Entries taken from a collection:

* * * *

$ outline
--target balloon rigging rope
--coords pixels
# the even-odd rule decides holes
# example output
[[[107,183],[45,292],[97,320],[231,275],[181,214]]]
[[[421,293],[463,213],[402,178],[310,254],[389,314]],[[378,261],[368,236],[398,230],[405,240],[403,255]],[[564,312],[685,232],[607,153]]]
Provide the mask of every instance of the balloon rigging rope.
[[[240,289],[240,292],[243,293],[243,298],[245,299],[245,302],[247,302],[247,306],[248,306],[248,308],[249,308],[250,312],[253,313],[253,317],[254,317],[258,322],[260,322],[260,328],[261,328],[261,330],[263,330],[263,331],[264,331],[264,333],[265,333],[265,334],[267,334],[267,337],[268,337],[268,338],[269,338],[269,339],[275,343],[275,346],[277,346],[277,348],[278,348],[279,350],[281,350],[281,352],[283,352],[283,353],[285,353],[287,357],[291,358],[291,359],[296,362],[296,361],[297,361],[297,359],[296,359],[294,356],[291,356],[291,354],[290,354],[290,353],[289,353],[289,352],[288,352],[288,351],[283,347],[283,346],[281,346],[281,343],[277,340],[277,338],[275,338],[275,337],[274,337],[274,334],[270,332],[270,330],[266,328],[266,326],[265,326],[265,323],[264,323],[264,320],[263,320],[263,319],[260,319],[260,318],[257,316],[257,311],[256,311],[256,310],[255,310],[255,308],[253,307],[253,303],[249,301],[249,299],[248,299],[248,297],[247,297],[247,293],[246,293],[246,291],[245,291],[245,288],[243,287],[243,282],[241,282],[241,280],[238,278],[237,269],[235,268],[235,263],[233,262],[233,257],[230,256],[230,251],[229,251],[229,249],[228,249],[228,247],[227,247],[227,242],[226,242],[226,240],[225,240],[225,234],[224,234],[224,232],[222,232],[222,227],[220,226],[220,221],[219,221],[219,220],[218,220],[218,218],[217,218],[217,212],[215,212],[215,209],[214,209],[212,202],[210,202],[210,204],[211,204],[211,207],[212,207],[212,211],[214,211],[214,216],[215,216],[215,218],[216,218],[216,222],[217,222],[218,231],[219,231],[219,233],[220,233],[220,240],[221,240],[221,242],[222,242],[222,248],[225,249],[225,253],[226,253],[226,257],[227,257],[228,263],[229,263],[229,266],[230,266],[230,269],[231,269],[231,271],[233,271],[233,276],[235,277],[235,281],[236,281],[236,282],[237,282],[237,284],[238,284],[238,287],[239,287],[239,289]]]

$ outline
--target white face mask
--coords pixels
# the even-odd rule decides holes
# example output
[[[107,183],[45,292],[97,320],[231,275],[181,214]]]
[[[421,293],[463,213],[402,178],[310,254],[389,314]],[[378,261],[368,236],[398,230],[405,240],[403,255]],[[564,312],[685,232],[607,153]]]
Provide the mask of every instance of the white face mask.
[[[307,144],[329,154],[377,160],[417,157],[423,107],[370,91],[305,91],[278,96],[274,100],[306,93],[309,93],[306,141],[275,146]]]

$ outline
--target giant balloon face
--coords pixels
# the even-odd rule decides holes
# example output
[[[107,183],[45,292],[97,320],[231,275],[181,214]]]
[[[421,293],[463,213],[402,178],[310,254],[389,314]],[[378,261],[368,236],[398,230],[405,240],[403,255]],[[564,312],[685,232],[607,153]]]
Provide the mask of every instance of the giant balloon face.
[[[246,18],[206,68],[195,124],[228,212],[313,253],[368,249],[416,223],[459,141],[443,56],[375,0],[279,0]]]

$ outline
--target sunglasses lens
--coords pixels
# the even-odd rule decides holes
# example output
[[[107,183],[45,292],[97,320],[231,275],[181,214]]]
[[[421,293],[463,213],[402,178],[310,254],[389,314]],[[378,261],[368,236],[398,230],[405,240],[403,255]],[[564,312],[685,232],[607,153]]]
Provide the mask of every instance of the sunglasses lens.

* * * *

◆ Do this:
Please recast the lines from the first one through the line containing "Provide the mask of every instance of the balloon", both included, as a Markdown table with columns Row and Line, giving each line its row number and omitting any blank lines.

◆ Result:
| Row | Line |
|---|---|
| 1 | $ outline |
| 2 | --target balloon rigging rope |
| 3 | --coords pixels |
| 4 | # the even-odd rule decides holes |
| 5 | # example output |
| 6 | [[[107,183],[45,292],[97,320],[231,275],[181,214]]] |
| 7 | [[[421,293],[463,213],[402,178],[310,254],[389,314]],[[378,261],[368,236],[398,230],[405,240],[403,255]],[[564,312],[685,232],[607,153]]] |
| 8 | Provide the mask of every instance of the balloon rigging rope. |